YOUR GOAL
Pictures do not belong in the copy, so please give every entry below again exactly.
[START AVAILABLE DATA]
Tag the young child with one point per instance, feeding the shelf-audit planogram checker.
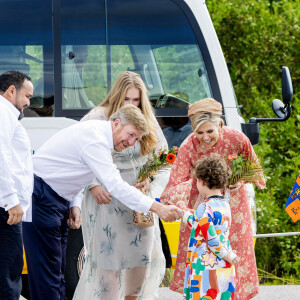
(209, 272)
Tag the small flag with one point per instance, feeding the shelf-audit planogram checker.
(292, 205)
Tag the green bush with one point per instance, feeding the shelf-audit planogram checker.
(258, 38)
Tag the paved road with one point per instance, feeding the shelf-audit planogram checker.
(274, 292)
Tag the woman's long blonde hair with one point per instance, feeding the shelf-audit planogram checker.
(115, 100)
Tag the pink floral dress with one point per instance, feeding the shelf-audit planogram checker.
(182, 187)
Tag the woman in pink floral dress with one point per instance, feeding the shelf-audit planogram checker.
(210, 136)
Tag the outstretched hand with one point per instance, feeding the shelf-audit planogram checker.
(101, 195)
(74, 220)
(232, 258)
(15, 215)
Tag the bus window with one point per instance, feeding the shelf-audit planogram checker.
(26, 45)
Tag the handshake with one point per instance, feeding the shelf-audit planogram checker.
(167, 213)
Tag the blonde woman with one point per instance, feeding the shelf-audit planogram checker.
(122, 261)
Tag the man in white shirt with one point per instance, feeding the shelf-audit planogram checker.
(63, 166)
(16, 179)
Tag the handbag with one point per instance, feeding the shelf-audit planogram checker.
(142, 220)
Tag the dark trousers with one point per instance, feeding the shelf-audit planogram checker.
(11, 258)
(45, 241)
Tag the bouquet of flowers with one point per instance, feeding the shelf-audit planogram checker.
(160, 160)
(244, 169)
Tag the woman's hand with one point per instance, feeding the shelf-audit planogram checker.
(144, 185)
(101, 195)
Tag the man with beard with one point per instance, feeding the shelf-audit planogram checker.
(16, 179)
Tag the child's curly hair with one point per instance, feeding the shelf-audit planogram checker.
(213, 170)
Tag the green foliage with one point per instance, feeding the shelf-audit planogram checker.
(258, 38)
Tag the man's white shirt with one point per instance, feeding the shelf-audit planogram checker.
(72, 159)
(16, 171)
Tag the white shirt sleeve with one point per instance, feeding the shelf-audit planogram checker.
(99, 159)
(8, 192)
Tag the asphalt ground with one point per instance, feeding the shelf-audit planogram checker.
(274, 292)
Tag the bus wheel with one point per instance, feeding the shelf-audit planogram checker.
(74, 261)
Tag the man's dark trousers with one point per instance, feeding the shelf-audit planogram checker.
(45, 242)
(11, 258)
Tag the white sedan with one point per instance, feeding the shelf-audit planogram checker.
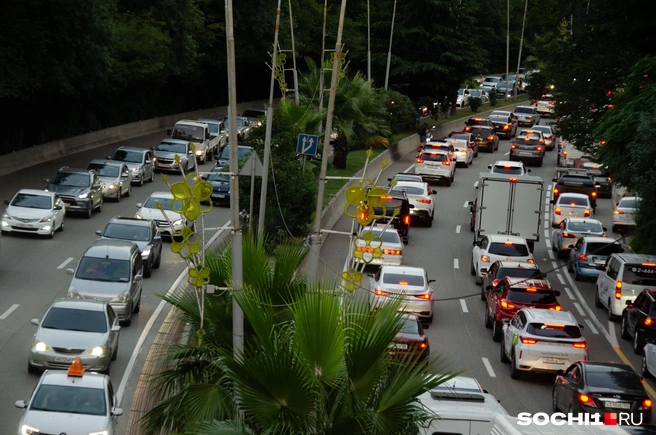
(570, 205)
(420, 195)
(35, 212)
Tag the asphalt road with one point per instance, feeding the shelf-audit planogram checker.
(32, 275)
(458, 333)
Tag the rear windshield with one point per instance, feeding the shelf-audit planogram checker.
(640, 274)
(537, 297)
(509, 250)
(519, 272)
(403, 279)
(604, 248)
(550, 330)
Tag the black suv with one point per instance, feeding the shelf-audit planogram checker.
(639, 319)
(80, 189)
(576, 182)
(141, 232)
(397, 199)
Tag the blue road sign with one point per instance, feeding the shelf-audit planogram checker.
(307, 144)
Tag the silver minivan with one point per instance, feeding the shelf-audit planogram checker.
(110, 271)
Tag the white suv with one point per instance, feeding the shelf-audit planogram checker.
(622, 280)
(495, 247)
(435, 166)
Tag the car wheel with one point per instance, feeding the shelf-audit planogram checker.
(497, 330)
(638, 342)
(644, 370)
(514, 372)
(554, 400)
(598, 303)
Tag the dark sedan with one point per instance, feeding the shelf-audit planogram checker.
(599, 388)
(410, 340)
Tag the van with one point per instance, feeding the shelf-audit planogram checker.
(463, 407)
(624, 276)
(110, 271)
(507, 425)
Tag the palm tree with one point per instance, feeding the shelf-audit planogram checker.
(359, 115)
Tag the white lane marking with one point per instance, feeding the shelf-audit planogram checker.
(63, 265)
(569, 293)
(149, 325)
(488, 367)
(611, 334)
(9, 311)
(591, 326)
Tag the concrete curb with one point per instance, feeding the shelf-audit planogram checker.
(60, 148)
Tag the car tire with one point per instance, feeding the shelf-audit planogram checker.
[END AVAILABLE DATA]
SOLUTION FOR THIS TASK
Tag the young child with one point per instance, feeding the shelf-audit planogram checker.
(209, 272)
Tag the small flag with one point per instance, feeding the shelf-audit planogram checker.
(292, 205)
Tag the green bush with one point per instance, feeding the shelf-audit planogram checker.
(258, 38)
Tag the paved road with one point per instance, feeding the shelf-audit planogram checker.
(274, 292)
Tag the woman's long blonde hair with one point per instance, feeding the shelf-audit planogram checker.
(115, 100)
Tag the pink floral dress with one point per instance, feeding the shelf-audit planogram checker.
(182, 187)
Tag the woman in pink floral dress with one point per instance, feeding the shelf-audit planogram checker.
(210, 136)
Tag the outstretched hand with one point per instance, feeding the shelf-audit planogram checker.
(101, 195)
(74, 220)
(232, 258)
(15, 215)
Tag the bus window with one point per instance, feeding the shelf-audit planogram checker.
(26, 45)
Tag the handshake with one point per instance, feeding the shelf-audit planogram checker.
(167, 213)
Tag the blonde woman with one point per instance, feeding the shelf-audit planogram checker.
(122, 261)
Tag the man in white shirt with one point per instance, feeding the shelf-audit planogram checker.
(63, 166)
(16, 179)
Tag the handbag with one point per instance, feeding the shelf-audit planogram checker.
(142, 220)
Tag the dark trousers with one point per instance, feeding the shelf-audit planogram checker.
(11, 258)
(45, 241)
Tag the bouquet of flowers with one point per instance, feeding the shelf-audit planogram checker.
(160, 160)
(244, 169)
Tag the woman's hand with one point per instance, feeding the shelf-audit planogram checker.
(144, 185)
(101, 195)
Tag the man with beard with one point per instance, feeding the shelf-audit planogram checker.
(16, 179)
Tag the child's curly hair with one point per instance, feeding the shelf-audit planogram checker.
(213, 170)
Tag the green foliage with one point per instance, feeding the shelf-audit planogram checker.
(258, 38)
Tag the man's white shirt with one point per instance, feeding the shelf-audit planogram checker.
(72, 159)
(16, 171)
Tag the white shirt sleeve with one point per instance, feeding the shelf-audit planogram checker.
(99, 159)
(8, 192)
Tag the asphalt ground with one point per instance, feeding the shelf-audit planogram checker.
(274, 292)
Tag the bus wheel with one point per instance, feeding the shelf-audit planogram checker.
(74, 261)
Tag the man's dark trousers with one point per instance, feeding the shelf-audit planogram checker.
(45, 242)
(11, 258)
Tag the white sedan with one point per instance, feeding the shelf-audit planogram checker.
(570, 205)
(420, 195)
(35, 212)
Tag the asphalt road with one point per instance, feeding the shelf-audit planogram checker.
(32, 275)
(458, 333)
Tag the rear windshield with one point per instance, feeding the shelf-audit planogram checker.
(640, 274)
(537, 297)
(509, 250)
(519, 272)
(403, 279)
(604, 248)
(550, 330)
Tag the black suv with one point per instance, feeding the shelf-audit planogram checker.
(639, 319)
(80, 189)
(576, 182)
(141, 232)
(397, 199)
Tag the blue road sign with one point per instance, feeding the shelf-audit planogram checker.
(307, 144)
Tag the silver minivan with one point per instance, feeding the shelf-audit planogram checker.
(110, 271)
Tag the white suv with one point per instance, feeding the shelf-audit planogram checker.
(622, 280)
(495, 247)
(435, 166)
Tag the car wheel with one point per instance, feeding the shelf-audit planogram checker.
(497, 330)
(638, 342)
(644, 370)
(514, 372)
(554, 400)
(598, 303)
Tag the dark sedan with one point per instance, feeding the shelf-audit planogram checker.
(599, 388)
(410, 340)
Tag the van with one point per instance, feeding the shelf-audit planogram checker.
(463, 407)
(624, 276)
(110, 271)
(507, 425)
Tag the palm tree with one point per instance, feeding the shelf-audit planogram checker.
(359, 115)
Tag the white lane marking with one point per instance, feeding the shelf-audit planogram checker.
(63, 265)
(569, 293)
(149, 325)
(488, 367)
(611, 334)
(9, 311)
(591, 326)
Tag the concrete curb with one point per instance, feeding the shelf-audit planogram checker.
(60, 148)
Tag the car tire with one point per instance, feeding the shelf-audit planogram checker.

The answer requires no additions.